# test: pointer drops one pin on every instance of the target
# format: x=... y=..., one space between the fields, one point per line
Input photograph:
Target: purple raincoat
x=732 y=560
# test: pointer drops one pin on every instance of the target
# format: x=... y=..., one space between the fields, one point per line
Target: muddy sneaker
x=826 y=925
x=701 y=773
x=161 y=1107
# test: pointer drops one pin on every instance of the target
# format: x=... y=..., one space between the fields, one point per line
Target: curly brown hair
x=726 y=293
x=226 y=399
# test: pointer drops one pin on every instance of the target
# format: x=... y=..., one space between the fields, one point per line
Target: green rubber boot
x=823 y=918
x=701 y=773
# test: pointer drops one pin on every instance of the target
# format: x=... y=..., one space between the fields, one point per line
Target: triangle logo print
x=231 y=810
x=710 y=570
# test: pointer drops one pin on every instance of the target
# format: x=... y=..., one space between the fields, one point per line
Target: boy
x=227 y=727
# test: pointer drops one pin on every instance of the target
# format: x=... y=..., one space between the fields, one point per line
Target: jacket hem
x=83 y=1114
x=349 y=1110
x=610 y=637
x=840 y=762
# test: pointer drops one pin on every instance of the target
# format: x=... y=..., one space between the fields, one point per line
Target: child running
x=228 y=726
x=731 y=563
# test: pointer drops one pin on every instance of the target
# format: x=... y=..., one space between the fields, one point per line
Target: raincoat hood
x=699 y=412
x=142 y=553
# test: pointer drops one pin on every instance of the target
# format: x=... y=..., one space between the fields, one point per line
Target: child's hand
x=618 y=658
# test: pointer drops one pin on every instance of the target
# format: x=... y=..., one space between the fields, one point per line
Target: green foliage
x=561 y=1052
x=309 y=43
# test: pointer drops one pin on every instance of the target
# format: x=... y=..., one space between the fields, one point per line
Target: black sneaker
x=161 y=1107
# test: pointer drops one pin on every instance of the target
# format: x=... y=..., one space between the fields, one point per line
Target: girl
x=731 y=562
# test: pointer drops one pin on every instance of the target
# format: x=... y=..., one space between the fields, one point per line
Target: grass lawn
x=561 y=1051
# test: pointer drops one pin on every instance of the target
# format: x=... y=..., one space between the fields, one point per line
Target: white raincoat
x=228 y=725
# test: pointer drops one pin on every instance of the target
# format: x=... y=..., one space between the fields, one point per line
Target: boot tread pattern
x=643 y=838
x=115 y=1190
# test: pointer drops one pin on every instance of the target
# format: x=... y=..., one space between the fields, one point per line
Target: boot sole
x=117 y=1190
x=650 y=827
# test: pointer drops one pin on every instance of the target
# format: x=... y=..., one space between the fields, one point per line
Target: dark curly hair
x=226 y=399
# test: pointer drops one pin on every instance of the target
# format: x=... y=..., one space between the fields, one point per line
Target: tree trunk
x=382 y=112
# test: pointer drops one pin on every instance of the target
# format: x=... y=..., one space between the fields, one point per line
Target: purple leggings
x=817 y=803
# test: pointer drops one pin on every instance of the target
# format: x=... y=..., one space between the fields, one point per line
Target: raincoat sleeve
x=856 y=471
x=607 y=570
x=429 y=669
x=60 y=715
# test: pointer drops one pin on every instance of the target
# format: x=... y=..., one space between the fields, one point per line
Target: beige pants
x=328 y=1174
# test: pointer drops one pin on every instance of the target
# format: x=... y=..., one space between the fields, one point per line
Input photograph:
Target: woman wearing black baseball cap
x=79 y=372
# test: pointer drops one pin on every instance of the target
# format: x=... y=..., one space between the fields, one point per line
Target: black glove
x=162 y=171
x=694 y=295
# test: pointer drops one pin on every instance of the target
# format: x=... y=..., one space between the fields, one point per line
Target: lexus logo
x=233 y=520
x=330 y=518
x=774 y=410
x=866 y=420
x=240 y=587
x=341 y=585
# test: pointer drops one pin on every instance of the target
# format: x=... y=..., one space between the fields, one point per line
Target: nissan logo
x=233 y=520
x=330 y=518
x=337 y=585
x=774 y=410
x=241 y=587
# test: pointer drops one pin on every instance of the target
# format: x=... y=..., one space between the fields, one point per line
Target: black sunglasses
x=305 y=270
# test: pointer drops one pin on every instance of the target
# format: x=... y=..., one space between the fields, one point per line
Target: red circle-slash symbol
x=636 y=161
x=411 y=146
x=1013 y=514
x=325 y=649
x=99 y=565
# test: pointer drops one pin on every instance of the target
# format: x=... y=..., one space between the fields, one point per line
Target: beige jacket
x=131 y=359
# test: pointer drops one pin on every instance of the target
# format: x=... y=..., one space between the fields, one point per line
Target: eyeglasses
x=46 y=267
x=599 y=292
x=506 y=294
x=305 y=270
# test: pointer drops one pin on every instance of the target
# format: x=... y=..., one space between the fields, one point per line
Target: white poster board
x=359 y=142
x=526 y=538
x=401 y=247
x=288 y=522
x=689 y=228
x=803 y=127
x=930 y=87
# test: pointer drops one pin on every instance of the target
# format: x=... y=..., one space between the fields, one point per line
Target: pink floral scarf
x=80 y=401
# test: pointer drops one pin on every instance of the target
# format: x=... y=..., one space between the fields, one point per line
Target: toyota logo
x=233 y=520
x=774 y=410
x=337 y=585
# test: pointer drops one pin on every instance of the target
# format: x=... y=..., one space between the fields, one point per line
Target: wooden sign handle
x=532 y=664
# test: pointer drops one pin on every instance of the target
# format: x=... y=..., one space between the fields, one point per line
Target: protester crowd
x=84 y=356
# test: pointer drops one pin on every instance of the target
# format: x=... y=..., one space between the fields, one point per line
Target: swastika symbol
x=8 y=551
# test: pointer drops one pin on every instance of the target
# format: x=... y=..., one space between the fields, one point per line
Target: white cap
----
Write out every line of the records above, keeping each character and line break unchanged.

# test: pointer drops one pin on every instance of the target
# format: x=... y=..., one space between the fields, one point per line
Input photograph:
Target: purple raincoat
x=732 y=560
# test: pointer drops one pin on every instance of the target
# format: x=... y=..., one space between the fields, one point per line
Target: muddy sneaker
x=826 y=925
x=701 y=773
x=161 y=1107
# test: pointer drops one pin on every instance of the target
# format: x=... y=..., one space between the fields, one point per line
Target: curly brown hair
x=726 y=293
x=226 y=399
# test: pointer drops one pin on every instance of the target
# format: x=... y=..., one space between the fields, one point per line
Target: green rubber boot
x=823 y=918
x=701 y=773
# test: pointer drops one pin on every instance of the target
# format: x=... y=..., one space between the fields, one point per line
Target: triangle logo print
x=231 y=810
x=710 y=570
# test: pointer drops one pin on every instance of the target
# format: x=... y=..., one space between the fields, one point per line
Target: boy
x=227 y=727
# test: pointer drops one pin on every instance of the target
# format: x=... y=..., one space between the fields, one point per line
Target: jacket hem
x=83 y=1114
x=349 y=1110
x=610 y=637
x=840 y=762
# test: pointer drops one pin on every instance of the target
# format: x=... y=..., one space between the fields, one point per line
Target: child running
x=228 y=726
x=731 y=563
# test: pointer drops one pin on every instance of the target
# format: x=... y=..., one space between the fields, one point per line
Target: raincoat hood
x=699 y=412
x=142 y=553
# test: pointer drops one pin on every instance of the target
# format: x=... y=..., one space between the fields, one point per line
Target: child's hand
x=618 y=658
# test: pointer drops one pin on every instance of the target
# format: x=... y=..., one space between the fields, one point per line
Target: green foliage
x=561 y=1052
x=309 y=43
# test: pointer drops one pin on every instance of the target
# format: x=... y=..., one space between the fields, one point per line
Target: black sneaker
x=161 y=1107
# test: pointer drops one pin on every instance of the target
# format: x=... y=..., one space between the fields, one point per line
Target: girl
x=731 y=562
# test: pointer drops one pin on every instance of the target
# format: x=... y=..., one space between the fields, one point per line
Target: grass lawn
x=561 y=1051
# test: pointer drops one pin on every instance of the target
# format: x=... y=..., one space between the fields, one point per line
Target: white raincoat
x=228 y=725
# test: pointer drops one pin on every instance of the target
# format: x=... y=..., one space between the fields, one point per line
Target: boot tread pattern
x=643 y=838
x=115 y=1190
# test: pointer drops one pin on every instance of the target
# format: x=... y=..., one space between the fields, one point per line
Target: boot sole
x=117 y=1190
x=650 y=827
# test: pointer drops one pin on every instance of the target
# format: x=... y=..., one space between the fields, one point per line
Target: dark curly hair
x=226 y=399
# test: pointer drops one pin on every instance of the target
# format: x=... y=..., one space between the fields, one point per line
Target: tree trunk
x=382 y=112
# test: pointer drops one pin on every instance of the target
# format: x=... y=..., one space between the fields, one point per line
Target: purple leggings
x=817 y=803
# test: pointer drops one pin on every instance of the target
# format: x=... y=..., one space between the fields, one point per line
Target: raincoat sleeve
x=856 y=471
x=607 y=570
x=429 y=669
x=60 y=715
# test: pointer drops one pin on every instance of the target
# format: x=... y=..., one space between the fields, one point per line
Target: beige pants
x=328 y=1174
# test: pointer drops one pin on every instance of the target
# format: x=... y=..., one space between the fields, one point per line
Input photograph:
Target: woman wearing black baseball cap
x=79 y=372
# test: pointer drops one pin on every instance of the target
# format: x=... y=..., one space between the fields, one point per line
Target: black glove
x=162 y=171
x=694 y=295
# test: pointer drops one pin on every instance of the target
# format: x=... y=..., one space between the fields, one point per line
Target: lexus logo
x=233 y=520
x=330 y=518
x=774 y=410
x=866 y=420
x=240 y=587
x=341 y=585
# test: pointer drops one pin on every instance of the target
# format: x=... y=..., one space between the fields, one point per line
Target: nissan logo
x=233 y=520
x=330 y=518
x=337 y=585
x=774 y=410
x=241 y=587
# test: pointer drops one pin on every instance of the target
# format: x=... y=..., one space between the fields, one point per line
Target: black sunglasses
x=305 y=270
# test: pointer drops one pin on every instance of the target
# format: x=... y=..., one space between the fields, one point per line
Target: red circle-slash symbol
x=636 y=161
x=411 y=146
x=1013 y=514
x=325 y=649
x=99 y=565
# test: pointer drops one pin on every instance of the target
# format: x=... y=..., one space between the fields, one point per line
Target: beige jacket
x=131 y=359
# test: pointer drops one pin on every instance of the target
# format: x=... y=..., one space between the fields, one point per line
Target: eyeglasses
x=46 y=267
x=599 y=292
x=506 y=294
x=305 y=270
# test: pointer drops one pin on every instance of the target
# format: x=... y=..., one space between the fields, one point per line
Target: white poster board
x=359 y=142
x=526 y=538
x=401 y=247
x=288 y=522
x=689 y=228
x=803 y=127
x=930 y=87
# test: pointer drops one pin on every instance of the target
# format: x=... y=..., one space between the fields, one point per line
Target: pink floral scarf
x=80 y=401
# test: pointer drops one pin on every instance of the target
# format: x=... y=..., one space between the fields, one point per line
Target: toyota logo
x=233 y=520
x=774 y=410
x=337 y=585
# test: pointer drops one pin on every instance of the target
# format: x=... y=..., one space between the fields, one point per line
Target: wooden sign handle
x=532 y=664
# test: pointer drops one pin on every instance of the target
# format: x=... y=..., one space between the fields, one point per line
Target: protester crowd
x=84 y=356
# test: pointer drops one pin on every instance of the target
# format: x=... y=..., one space between the fields, one point per line
Target: swastika symbol
x=8 y=551
# test: pointer drops one pin on every instance of the target
# format: x=... y=..., one space between the fields, one point per line
Target: white cap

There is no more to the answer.